Objectives
1. From the mortgage arrears thread, quote the passage starting at "## moneyhoney (13" and ending at "on their websites.".
2. In the mortgage arrears thread, how many days after the billing date does a borrower have to make a payment before the bank is allowed to report it as late?

++++ Document text ++++

# mortgage arrears and credit rating



## rupert7 (12 Aug 2012)

I am on a variable income each month and I will be really struggling to make my mortgage repayments for the next two months. 
I have never been in arrears before. 
If i come off direct debit payments and go into arrears for a month or two until things pick up in October will that affect my credit rating?
I've heard that you have to be in arrears for 3 months in a row for it to affect your rating but not sure if thats true or not.


----------



## moneyhoney (13 Aug 2012)

Any missed payment - even one - will show up on your credit history. If you can't afford the repayments there are better ways of dealing with this - going interest only for a time, reducing your repayments, extending the term. Talk to your lender ASAP - as in, tomorrow. All the main lenders also have info on their websites.


----------



## iscritto (13 Aug 2012)

Are you talking about not paying at all for a few months or paying less.


----------



## rupert7 (13 Aug 2012)

if i pay less than the full amount for a month or two will that affect my credit rating also?
i.e. less than the interest


----------



## mark12 (14 Aug 2012)

As long as the bank agrees with any given amout your credit rating will not be affected, what worries me as a taxpayer with no debts is the growing sentiment amongst ordinary law obiding citizens, including friends of mine, who admit that they don't give a damn about their credit rating at all, all they want is a deal or to pull out of the mortgage, and they mean business


----------



## iscritto (22 Aug 2012)

> As long as the bank agrees with any given amout your credit rating will not be affected



Not always the case the bank can report late payments on your ICB if the amount you signed up to is not paid. Unless you have a formal arrangement (restructure) completed with the bank. An arrangement where they agree you can pay less for a few months, then catch up can show on your ICB.


----------



## rupert7 (22 Aug 2012)

how long does it last on your record for?


----------



## iscritto (22 Aug 2012)

5 years after the loan ends.


----------



## iscritto (22 Aug 2012)

You have 30 days to make payment after your billing date before the bank are allowed to report as late payment. So if you are careful you could stay in arrears for one monthly payment without affecting your ICB as you would be paying the arrears within 30 days. 

What date does the loan bill on ?


----------



## mark12 (22 Aug 2012)

The problem is that, in order to get the bank to agree in writing to a reduced monthly amount you have to miss a few payments, therefore your credit rating will be affected anyway, but again that is not a worry for many anymore, they will never be able to borrow anyway. 
You can't just go to your bank and say that you are in difficulty, they will tell you that you are not until you miss a payment. 
And they have a point there, if you are paying the full amount it means that you can pay the full amount Rupert7, so no excuses please.


----------



## rupert7 (23 Aug 2012)

++++ Given entries ++++

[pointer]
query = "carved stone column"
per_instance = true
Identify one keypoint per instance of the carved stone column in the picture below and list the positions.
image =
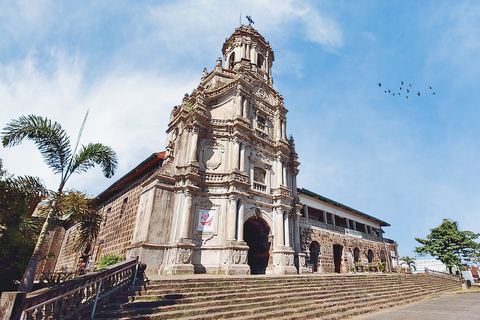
(236, 153)
(241, 215)
(245, 107)
(193, 145)
(186, 217)
(286, 229)
(232, 214)
(242, 157)
(279, 234)
(279, 172)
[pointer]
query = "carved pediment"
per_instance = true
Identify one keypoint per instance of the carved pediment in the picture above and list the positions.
(212, 154)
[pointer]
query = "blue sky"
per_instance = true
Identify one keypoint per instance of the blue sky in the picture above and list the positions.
(410, 162)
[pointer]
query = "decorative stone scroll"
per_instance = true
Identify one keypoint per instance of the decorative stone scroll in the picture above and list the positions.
(180, 255)
(289, 259)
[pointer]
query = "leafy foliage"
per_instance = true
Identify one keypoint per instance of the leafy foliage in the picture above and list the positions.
(54, 279)
(409, 261)
(54, 145)
(109, 260)
(450, 245)
(77, 207)
(18, 230)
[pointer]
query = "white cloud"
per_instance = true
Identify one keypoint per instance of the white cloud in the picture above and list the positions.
(322, 30)
(128, 111)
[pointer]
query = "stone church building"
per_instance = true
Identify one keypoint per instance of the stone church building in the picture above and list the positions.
(223, 197)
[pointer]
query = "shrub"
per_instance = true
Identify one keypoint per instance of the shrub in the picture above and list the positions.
(381, 266)
(108, 260)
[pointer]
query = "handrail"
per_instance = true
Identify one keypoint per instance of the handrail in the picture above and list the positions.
(77, 294)
(442, 274)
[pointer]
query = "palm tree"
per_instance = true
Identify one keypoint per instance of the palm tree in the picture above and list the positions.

++++

Solutions to the exercise
1.
## moneyhoney (13 Aug 2012)

Any missed payment - even one - will show up on your credit history. If you can't afford the repayments there are better ways of dealing with this - going interest only for a time, reducing your repayments, extending the term. Talk to your lender ASAP - as in, tomorrow. All the main lenders also have info on their websites.

2. 30 days.